• Required action:
Take every record and write it out again exactly, with no images included.

[Image point grounding data]
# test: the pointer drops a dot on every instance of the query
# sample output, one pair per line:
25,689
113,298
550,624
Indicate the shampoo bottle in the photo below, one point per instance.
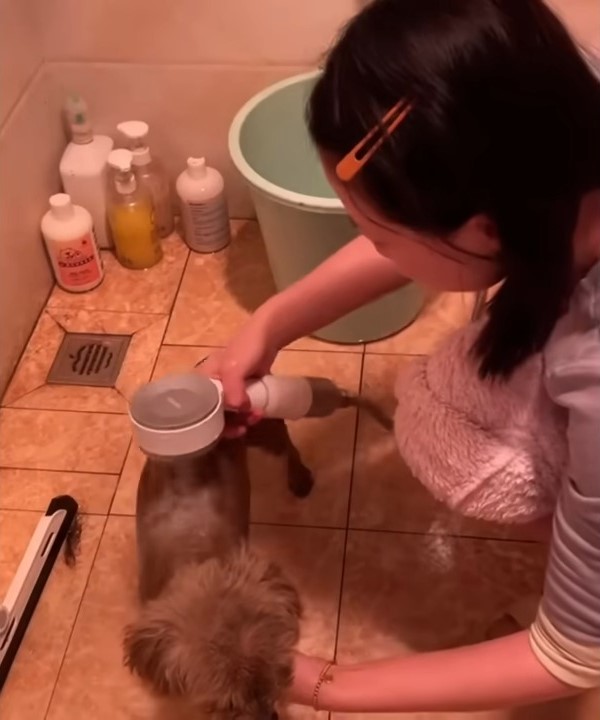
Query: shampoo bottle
69,235
204,215
130,215
150,173
83,167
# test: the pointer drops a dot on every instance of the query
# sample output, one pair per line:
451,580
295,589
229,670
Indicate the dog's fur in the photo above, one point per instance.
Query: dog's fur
218,624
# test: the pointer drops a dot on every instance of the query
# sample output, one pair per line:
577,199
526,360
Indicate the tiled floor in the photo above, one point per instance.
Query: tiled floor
382,567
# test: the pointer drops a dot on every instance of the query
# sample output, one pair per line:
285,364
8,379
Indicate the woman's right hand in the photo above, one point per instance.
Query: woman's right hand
249,355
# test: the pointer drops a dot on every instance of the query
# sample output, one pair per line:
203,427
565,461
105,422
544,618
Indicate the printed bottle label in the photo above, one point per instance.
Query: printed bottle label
78,262
206,225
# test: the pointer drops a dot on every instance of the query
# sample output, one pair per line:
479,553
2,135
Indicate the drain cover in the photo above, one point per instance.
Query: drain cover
89,359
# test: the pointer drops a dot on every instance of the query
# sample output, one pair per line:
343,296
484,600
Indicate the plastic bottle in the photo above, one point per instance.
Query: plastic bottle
69,234
203,207
150,173
130,215
83,167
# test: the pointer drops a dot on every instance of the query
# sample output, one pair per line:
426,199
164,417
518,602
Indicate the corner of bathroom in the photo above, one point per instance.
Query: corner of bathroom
158,185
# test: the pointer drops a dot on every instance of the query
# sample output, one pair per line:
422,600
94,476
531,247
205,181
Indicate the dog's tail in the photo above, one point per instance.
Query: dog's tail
222,634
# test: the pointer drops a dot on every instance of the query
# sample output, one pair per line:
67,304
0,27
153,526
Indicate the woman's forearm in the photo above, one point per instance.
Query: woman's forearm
350,278
495,674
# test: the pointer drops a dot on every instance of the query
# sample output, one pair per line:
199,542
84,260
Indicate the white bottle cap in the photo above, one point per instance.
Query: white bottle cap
141,156
120,159
61,206
197,167
136,132
178,415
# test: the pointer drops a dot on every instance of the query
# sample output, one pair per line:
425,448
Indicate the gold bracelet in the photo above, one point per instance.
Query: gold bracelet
325,677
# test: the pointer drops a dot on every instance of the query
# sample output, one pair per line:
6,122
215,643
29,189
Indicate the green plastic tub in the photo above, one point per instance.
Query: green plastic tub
301,219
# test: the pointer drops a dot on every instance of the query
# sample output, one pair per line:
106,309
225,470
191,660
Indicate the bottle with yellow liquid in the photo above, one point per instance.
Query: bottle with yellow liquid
130,215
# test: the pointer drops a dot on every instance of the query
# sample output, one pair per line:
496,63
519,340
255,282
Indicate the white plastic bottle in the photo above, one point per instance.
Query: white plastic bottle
203,207
83,167
150,173
69,234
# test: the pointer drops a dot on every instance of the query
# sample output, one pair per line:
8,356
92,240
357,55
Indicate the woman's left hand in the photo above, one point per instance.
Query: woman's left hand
306,675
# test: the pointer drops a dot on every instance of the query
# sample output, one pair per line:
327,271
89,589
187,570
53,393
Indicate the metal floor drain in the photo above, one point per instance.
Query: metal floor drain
92,359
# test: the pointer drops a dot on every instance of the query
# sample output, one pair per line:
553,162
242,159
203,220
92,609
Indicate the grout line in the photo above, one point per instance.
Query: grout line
348,351
25,88
73,412
348,514
77,612
83,308
81,511
54,470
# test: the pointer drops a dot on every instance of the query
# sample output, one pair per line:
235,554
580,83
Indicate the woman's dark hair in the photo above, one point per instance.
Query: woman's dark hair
506,123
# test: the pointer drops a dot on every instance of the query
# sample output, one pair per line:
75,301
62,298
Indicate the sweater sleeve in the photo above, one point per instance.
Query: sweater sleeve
566,634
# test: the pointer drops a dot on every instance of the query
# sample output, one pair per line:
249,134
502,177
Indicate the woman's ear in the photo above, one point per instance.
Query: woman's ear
478,236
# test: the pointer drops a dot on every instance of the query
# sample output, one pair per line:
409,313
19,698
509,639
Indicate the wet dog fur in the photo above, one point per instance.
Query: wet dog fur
218,624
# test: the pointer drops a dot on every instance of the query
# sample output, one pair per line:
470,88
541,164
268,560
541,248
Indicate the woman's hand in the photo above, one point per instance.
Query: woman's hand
249,355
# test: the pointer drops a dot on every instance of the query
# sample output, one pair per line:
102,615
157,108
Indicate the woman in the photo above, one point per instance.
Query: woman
484,165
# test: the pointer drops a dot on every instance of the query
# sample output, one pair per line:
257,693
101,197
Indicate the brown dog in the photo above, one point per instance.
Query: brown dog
218,624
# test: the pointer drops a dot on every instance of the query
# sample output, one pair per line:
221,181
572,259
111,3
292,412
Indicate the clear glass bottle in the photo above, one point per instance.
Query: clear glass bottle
150,172
131,215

• Exercise solution:
# test: the pointer drops a dot on every instance of the query
# sample output, one pair per line:
25,689
113,298
550,624
Indicate the shampoo bottle in the photo below, one point per instance.
Query: shampoo bottle
69,235
204,215
130,215
150,173
83,167
# test: the pointer drops a dot on every instance of the query
# sample output, one pair per line:
451,580
295,589
229,670
Indicate the dog's fur in the photo above, one point per instance.
Query: dog's fur
218,624
# test: the pointer drops a dot on every instance of the query
# sample output, one pair per line:
577,199
526,360
Indicate the tiled floor in the photo above, one point per instance.
Query: tiled floor
382,567
# test: the pointer drops a dot on every instance of the query
# sample output, one pair per line:
285,364
8,379
Indicate the woman's right hand in the photo above, one point per instance.
Query: woman's right hand
249,355
# test: the pointer drops a dot on every instance of the query
# sample output, one pair per line:
203,427
565,461
105,422
544,618
Indicate the printed bottle label in the photo above, one point per instance.
Query: printed bottle label
78,262
206,225
# test: the pointer drops a dot on every instance of the query
# sample output, one pair per line:
479,553
2,135
Indicate the drain cover in the photo above, one point per instance.
Query: drain cover
89,359
# test: the pointer drops a dot on every instance of the query
# sample output, one pair per line:
343,296
484,600
Indicate the plastic bottle in the photo above, one point per instance.
Query: plastic bottle
69,234
203,207
150,173
130,215
83,167
# test: the pointer drops a dot on every instance of the query
# sample output, one pair per line:
426,199
164,417
518,602
Indicate the corner of bathroom in the photo above, one point per instance.
Query: corner of bathroom
158,185
# test: the pointer drops a dot on every instance of the query
# sample output, one pair per line:
422,600
94,476
531,247
205,181
Indicate the dog's tail in the photo above, one point per instance.
Query: dog's tail
222,634
# test: the pointer drops a dot on every instance of the query
# sample output, one pair per line:
67,304
0,27
153,526
Indicate the woman's forearm in the photo above, one point per instance.
Query: woman's forearm
350,278
495,674
# test: the pointer drops a dot on every instance of the query
# sample output, one pair per line:
199,542
84,260
Indicate the white bottle cap in the photo above, one point per instance.
Query: white bottle cap
141,156
120,159
61,206
197,167
136,132
178,415
# test: the pointer drops a dot on every instance of the query
# sample output, one pair per line:
425,448
Indicate the gold bracelet in the photo above, one point per instance.
Query: gold bracelet
325,677
# test: the pointer drops a dot on every instance of the query
# sample output, one pair per line:
6,122
215,643
29,189
Indicate the green plastic tub in the photo above, one point per instance.
Query: green plastic tub
301,219
# test: the pointer drops a dot on every instance of the query
# sample output, one pair per line:
106,309
225,470
191,660
Indicate the bottle with yellow liquid in the photo above, one point per instance.
Query: bottle with yellow liquid
130,215
# test: the pointer drops a dot on every instance of the query
# sample output, one pair per line:
496,63
519,340
255,282
Indicate the white plastic bottle in the photo above, one point per instance.
Query: white plastic bottle
203,207
83,167
150,173
69,234
# test: the pointer drops a dot on every instance of the query
# sample output, one pair per line:
8,356
92,240
357,55
Indicate the woman's left hand in the photo above, one point per instance.
Query: woman's left hand
306,675
# test: the pointer drops a dot on every instance of the query
# sample output, one pair per line:
327,271
89,589
187,570
53,393
Indicate the metal floor drain in the photo above, one point per instance.
Query: metal floor drain
92,359
# test: the pointer drops a dot on every instance of the query
# sample output, one pair per line:
553,162
242,159
203,220
92,609
Indicate the grout line in the photo above, one point per instance.
Query: grout line
348,351
25,88
73,412
348,514
77,612
83,308
81,511
54,470
# test: the pointer drops a dot on every instance of the query
# sample output, one pair per line:
235,554
580,83
Indicate the woman's dark hair in the photo above, one point per instance.
Query: woman's dark hair
506,123
# test: the pointer drops a dot on every instance of the query
# sample output, one pair per line:
75,301
62,298
Indicate the sweater sleeve in the photo above, one point per instance.
Query: sweater sleeve
566,634
# test: the pointer drops a dot on every instance of the query
# sample output, one pair per line:
249,134
502,177
Indicate the woman's ear in the photo above, one point per instance.
Query: woman's ear
478,236
# test: the pointer drops a dot on every instance of the query
# sample output, one pair per line:
409,313
19,698
509,639
Indicate the wet dog fur in the photo above, one point per instance.
Query: wet dog fur
218,624
# test: the pointer drops a dot on every instance of the query
# sample output, one pair per line:
470,88
541,164
268,560
541,248
Indicate the woman's hand in the photo above, one point per instance.
Query: woman's hand
249,355
# test: the pointer drops a dot on every instance of the query
# sample output, one pair per line:
102,615
157,108
Indicate the woman in the photo above, one point per instance.
Query: woman
484,165
# test: the pointer drops a dot on every instance of the query
# sample output, one pair per line:
257,693
101,197
Indicate the brown dog in the photo above, one point per instance.
Query: brown dog
218,624
# test: the pointer drops a dot on every instance of the query
# sample output, one pair per line:
221,181
572,259
111,3
292,412
Indicate the clear glass bottle in the photo above, one point per instance.
Query: clear glass bottle
150,172
131,215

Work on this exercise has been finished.